◆ TEXTO PARA LEER ◆
⁂
Caleb Schwab tenía 10 años cuando se subió a la atracción llamada Verrückt, que significa “loco” en alemán. Los detalles de lo que sucedió tras el accidente con el parque acuático ubicado en Kansas, Estados Unidos
Es pleno verano en Kansas City. Los chicos están de vacaciones escolares en pleno agosto. El parque acuático Schlitterbahn Waterpark Kansas City vibra con los chillidos de la multitud y el rumor omnipresente del agua corriendo por sus atracciones. Se huele el cloro antes de entrar y a cada paso el concreto quema bajo los pies descalzos. Es domingo, siete de agosto de 2016. Para la familia Schwab, hay promesas de risas, deslizamientos y esa libertad de los veranos. “Nunca pensamos que ese día no tendría regreso. Lo que debía ser una jornada de felicidad, terminó en algo que ninguna familia debería experimentar jamás”, recuerda más tarde, con la voz quebrada, Scott Schwab, el padre de Caleb.
En apenas horas, el parque se vuelve otro. Un niño de diez años, hijo del legislador Scott Schwab, muere en la atracción acuática más alta y veloz del mundo. Ya no habrá bullicio, ni carreras, ni filas.
La apuesta gigantesca de Kansas City
Quienes lo miraban desde la lejanía pensaban que este tobogán era un truco imposible. Con 51 metros de altura, el equivalente a un edificio de 17 pisos, y una pendiente que sobrepasaba los 60 grados, el tobogán nacía de las obsesiones de un hombre: Jeff Henry, el magnate y visionario detrás de la cadena Schlitterbahn.
⁂
◆ DATOS EXTRAÍDOS ◆
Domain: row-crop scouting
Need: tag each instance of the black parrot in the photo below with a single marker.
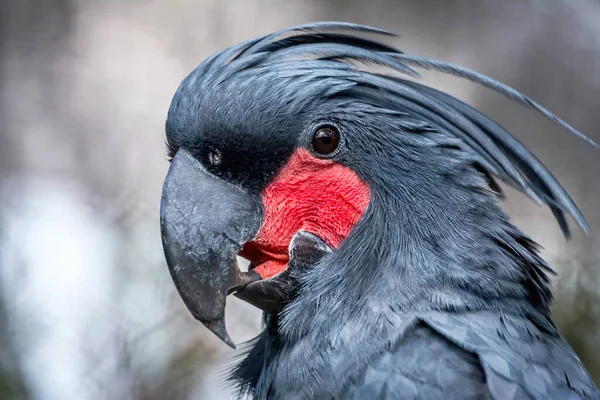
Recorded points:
(368, 206)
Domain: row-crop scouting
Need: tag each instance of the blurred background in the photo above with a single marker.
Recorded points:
(87, 307)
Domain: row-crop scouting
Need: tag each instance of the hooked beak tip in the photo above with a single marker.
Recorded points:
(218, 328)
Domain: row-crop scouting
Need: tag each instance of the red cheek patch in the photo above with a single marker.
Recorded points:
(311, 194)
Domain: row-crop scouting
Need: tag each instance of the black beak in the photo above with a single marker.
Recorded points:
(204, 223)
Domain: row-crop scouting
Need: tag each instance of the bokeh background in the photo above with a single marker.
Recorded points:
(87, 306)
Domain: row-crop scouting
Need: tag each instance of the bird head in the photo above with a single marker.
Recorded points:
(288, 136)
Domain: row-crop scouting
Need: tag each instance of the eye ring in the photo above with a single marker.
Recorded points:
(326, 140)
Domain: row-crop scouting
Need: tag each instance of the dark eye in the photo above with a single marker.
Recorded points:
(326, 139)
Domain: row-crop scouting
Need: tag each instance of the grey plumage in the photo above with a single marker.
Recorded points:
(434, 294)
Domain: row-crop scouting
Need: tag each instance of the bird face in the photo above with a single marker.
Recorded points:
(279, 145)
(246, 188)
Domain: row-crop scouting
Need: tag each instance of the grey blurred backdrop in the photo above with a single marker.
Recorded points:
(87, 307)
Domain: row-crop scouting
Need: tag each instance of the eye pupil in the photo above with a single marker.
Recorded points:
(326, 140)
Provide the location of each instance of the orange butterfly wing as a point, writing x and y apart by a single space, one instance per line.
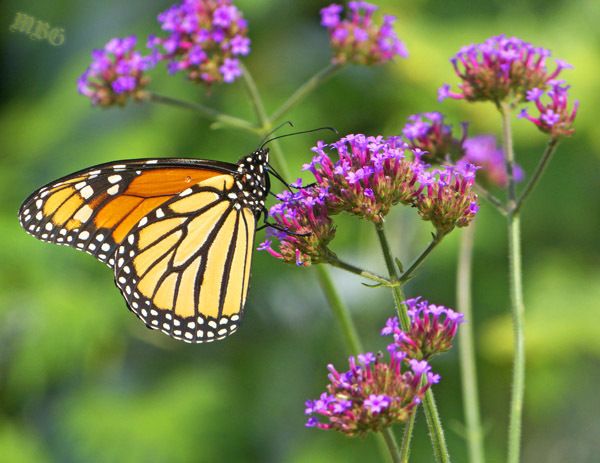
93 210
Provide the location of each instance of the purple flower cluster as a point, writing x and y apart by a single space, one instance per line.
116 73
428 133
357 39
482 151
446 198
501 68
370 175
432 330
310 229
206 38
371 395
554 116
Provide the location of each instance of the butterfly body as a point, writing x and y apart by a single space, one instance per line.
178 234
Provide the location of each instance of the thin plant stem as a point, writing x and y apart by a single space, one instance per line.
537 174
466 348
434 423
489 197
305 89
516 294
340 311
421 258
407 437
257 103
336 262
204 111
265 122
436 431
393 272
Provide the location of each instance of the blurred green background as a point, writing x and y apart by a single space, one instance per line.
82 380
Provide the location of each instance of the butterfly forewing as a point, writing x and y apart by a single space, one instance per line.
178 233
93 210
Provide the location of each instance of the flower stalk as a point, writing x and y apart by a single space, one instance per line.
466 347
537 174
306 89
436 431
339 309
204 111
516 294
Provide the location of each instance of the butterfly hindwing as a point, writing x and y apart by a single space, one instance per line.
94 209
184 269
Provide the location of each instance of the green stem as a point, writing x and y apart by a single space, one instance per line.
336 262
392 445
516 295
407 437
340 311
265 122
204 111
484 193
466 347
393 272
436 431
305 89
421 258
257 103
539 170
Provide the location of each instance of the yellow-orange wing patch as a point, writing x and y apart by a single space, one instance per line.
185 270
93 210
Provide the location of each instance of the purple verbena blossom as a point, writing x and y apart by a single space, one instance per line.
554 115
357 39
370 396
116 73
482 151
432 329
501 68
206 37
309 229
370 175
428 133
445 197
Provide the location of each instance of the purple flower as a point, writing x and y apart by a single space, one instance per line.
377 403
432 330
501 68
230 70
446 198
205 37
309 229
483 152
371 395
554 115
357 39
116 73
428 132
369 176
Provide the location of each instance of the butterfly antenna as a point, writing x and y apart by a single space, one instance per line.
271 132
334 130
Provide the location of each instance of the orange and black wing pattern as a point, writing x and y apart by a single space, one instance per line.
94 209
178 234
184 269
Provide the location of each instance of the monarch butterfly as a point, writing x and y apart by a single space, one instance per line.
178 234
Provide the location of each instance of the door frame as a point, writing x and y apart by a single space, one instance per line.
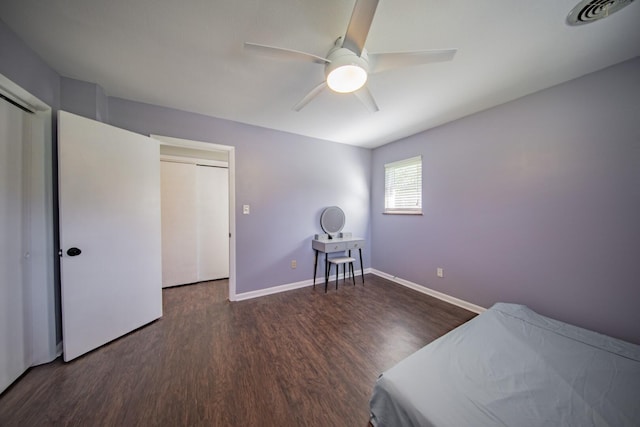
230 150
41 282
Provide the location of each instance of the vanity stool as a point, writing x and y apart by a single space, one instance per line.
344 260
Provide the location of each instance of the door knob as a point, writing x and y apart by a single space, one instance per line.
74 252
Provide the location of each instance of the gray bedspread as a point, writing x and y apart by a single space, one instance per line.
510 366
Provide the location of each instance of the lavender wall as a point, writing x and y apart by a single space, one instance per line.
84 99
26 69
286 179
536 202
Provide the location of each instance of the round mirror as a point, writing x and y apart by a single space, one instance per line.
332 220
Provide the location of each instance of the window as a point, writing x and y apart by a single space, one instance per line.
403 186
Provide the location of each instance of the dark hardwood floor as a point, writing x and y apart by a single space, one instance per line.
299 358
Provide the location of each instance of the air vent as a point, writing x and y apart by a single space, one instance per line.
591 10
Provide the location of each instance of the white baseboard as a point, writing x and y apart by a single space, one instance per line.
289 287
319 282
436 294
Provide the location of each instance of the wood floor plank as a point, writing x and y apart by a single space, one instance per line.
299 358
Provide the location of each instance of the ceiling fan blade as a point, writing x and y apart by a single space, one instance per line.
359 25
308 97
365 96
379 62
284 53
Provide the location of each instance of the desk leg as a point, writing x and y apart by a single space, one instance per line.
326 271
315 268
361 266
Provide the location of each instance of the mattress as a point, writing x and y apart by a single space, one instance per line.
510 366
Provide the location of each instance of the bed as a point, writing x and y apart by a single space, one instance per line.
510 366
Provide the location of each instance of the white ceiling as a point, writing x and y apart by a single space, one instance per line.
189 55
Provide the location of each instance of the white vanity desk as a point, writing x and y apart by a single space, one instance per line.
337 244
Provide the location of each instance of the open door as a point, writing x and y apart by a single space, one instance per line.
110 235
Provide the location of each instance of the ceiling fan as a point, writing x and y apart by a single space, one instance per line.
347 65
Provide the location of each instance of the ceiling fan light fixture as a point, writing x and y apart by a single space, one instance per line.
347 72
346 78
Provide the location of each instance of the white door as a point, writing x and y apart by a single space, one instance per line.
179 218
109 196
14 359
213 222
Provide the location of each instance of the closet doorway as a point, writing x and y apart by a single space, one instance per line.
197 215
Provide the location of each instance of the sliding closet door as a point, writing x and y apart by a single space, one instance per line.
14 355
213 222
179 219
⁂
◆ LISTA DE TAREAS ◆
1. Según el texto para leer, ¿qué altura tenía el tobogán?
2. Traduzca al inglés esta oración del texto para leer: "Ya no habrá bullicio, ni carreras, ni filas."
Responda basándose únicamente en el texto para leer.

◆ RESPUESTAS DEL EJERCICIO ◆
1. Tenía 51 metros de altura, el equivalente a un edificio de 17 pisos.

2. There will be no more bustle, no running, no lines.